My last two posts, What is High Impact Learning? and Study Abroad: A High Impact Educational Practice, explored and elaborated on the research presented by International Programs Chair Dr. Lisa Zwicker, intern Brigitta Szocs, and me at the 2014 Midwest Scholarship of Teaching and Learning (SoTL) Conference this past April. This final post on the subject will explore how study abroad benefits students holistically. I will briefly demonstrate how study abroad as high impact education incorporates student engagement, which encompasses intentional strategies to develop intercultural relations. Holistic student development and engagement, as described by Braskamp, Braskamp, and Merrill (2009), includes cognitive, interpersonal, and intrapersonal developmental objectives which can be used to explore how holistic learning relates to study abroad and high impact learning.

Material to process:

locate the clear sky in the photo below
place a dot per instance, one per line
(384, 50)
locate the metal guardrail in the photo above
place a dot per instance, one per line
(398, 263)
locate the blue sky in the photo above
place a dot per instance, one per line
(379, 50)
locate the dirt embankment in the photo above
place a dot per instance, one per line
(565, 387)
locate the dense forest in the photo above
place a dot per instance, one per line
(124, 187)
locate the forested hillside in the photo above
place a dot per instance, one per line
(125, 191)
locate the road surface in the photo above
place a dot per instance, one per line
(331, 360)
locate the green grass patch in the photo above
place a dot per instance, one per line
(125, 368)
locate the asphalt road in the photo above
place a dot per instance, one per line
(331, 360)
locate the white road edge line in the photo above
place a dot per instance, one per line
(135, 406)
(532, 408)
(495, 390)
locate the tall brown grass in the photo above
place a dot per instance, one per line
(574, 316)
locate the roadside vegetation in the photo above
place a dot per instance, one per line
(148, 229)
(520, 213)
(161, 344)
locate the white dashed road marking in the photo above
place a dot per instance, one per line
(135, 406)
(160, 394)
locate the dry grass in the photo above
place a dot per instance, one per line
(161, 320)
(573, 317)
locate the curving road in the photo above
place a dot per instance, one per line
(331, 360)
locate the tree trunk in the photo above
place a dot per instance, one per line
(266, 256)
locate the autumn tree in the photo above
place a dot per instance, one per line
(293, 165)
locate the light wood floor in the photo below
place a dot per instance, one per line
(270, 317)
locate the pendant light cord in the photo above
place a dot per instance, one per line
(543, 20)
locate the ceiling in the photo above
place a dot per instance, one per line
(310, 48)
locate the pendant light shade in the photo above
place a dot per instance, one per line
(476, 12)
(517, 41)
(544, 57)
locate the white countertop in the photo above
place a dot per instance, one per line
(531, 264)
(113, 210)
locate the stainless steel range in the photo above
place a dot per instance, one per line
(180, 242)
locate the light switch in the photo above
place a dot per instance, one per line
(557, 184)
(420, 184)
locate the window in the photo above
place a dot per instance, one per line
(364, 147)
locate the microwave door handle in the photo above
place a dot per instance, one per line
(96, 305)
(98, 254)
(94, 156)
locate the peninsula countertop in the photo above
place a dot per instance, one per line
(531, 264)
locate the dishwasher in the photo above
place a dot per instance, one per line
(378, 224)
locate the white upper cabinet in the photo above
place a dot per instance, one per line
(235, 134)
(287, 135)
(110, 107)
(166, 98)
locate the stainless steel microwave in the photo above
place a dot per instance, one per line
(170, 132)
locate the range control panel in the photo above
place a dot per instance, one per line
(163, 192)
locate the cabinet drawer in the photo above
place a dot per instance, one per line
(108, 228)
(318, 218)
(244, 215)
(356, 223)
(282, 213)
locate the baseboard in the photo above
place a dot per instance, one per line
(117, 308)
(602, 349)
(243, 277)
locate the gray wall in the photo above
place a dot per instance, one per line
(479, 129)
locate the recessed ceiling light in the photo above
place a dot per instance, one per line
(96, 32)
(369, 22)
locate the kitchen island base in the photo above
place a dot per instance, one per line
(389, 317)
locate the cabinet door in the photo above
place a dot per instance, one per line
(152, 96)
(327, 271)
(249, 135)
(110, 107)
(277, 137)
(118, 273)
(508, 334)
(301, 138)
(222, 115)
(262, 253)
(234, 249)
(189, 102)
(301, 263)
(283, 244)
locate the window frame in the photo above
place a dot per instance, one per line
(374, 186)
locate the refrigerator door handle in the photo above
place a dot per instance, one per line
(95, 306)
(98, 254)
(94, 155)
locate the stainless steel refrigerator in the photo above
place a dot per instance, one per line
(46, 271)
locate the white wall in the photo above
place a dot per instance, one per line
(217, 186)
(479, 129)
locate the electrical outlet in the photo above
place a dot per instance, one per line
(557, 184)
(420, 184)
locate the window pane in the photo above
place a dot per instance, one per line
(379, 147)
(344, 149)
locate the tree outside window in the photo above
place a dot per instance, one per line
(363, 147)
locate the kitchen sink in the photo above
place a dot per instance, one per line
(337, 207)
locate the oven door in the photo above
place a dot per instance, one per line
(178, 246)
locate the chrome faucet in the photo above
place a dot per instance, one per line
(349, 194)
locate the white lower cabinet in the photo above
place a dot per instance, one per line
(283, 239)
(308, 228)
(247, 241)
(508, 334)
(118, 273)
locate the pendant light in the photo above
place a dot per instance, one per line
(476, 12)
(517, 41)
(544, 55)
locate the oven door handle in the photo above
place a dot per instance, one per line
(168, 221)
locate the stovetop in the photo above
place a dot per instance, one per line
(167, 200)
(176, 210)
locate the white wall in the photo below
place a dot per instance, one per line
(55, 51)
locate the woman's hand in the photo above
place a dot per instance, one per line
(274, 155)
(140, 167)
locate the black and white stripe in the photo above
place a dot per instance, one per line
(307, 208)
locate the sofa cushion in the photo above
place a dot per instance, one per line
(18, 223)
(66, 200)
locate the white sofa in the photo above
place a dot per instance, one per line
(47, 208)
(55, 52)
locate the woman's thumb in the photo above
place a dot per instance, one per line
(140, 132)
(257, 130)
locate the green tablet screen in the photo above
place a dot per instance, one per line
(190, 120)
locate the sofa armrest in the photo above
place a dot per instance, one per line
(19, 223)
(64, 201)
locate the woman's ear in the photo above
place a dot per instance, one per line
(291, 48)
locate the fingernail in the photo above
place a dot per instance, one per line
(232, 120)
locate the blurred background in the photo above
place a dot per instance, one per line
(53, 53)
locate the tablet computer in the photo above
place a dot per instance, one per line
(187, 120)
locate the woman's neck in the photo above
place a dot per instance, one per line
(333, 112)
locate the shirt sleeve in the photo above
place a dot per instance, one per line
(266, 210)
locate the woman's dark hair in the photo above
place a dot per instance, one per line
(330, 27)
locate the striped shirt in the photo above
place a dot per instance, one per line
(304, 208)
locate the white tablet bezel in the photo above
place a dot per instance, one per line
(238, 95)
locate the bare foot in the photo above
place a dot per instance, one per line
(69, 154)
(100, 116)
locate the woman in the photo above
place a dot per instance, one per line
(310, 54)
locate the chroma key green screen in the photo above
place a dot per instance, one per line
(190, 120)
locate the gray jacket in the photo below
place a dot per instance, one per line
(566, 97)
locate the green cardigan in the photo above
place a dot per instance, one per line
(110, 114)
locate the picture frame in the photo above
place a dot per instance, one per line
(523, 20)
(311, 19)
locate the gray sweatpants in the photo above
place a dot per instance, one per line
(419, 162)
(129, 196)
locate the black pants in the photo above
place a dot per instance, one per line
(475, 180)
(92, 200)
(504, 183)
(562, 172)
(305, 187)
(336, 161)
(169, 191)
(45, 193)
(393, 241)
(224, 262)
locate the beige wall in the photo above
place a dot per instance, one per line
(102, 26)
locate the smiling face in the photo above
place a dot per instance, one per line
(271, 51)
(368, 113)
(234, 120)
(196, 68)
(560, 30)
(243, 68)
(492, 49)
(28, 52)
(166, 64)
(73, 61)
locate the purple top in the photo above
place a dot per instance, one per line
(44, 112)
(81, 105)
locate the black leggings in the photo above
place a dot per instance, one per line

Short task A: Select every line of the records that contains the word "microwave".
Short task B: Pick up the study abroad post after its final sentence and continue writing it.

Result A:
locate the microwave door handle in the photo above
locate the stainless steel microwave in the photo above

Result B:
Study abroad fosters cognitive development such as cultural knowledge and global awareness. It accomplishes this through engagement and interaction, as students studying abroad are encouraged to collaborate with peers, professors, and the people from their host country. Study abroad also encourages engagement as students are immersed in a new environment and culture. It is not unusual for students to become less engaged as their surroundings become increasing familiar, but study abroad participants must have higher engagement with their surroundings and people when in an unfamiliar place or culture. Study abroad programs allow students to experience diversity and internationalize their education, incorporating and integrating international perspectives, while expanding students’ minds and helping them appreciate not only foreign culture, but also American culture and how it fits into the world.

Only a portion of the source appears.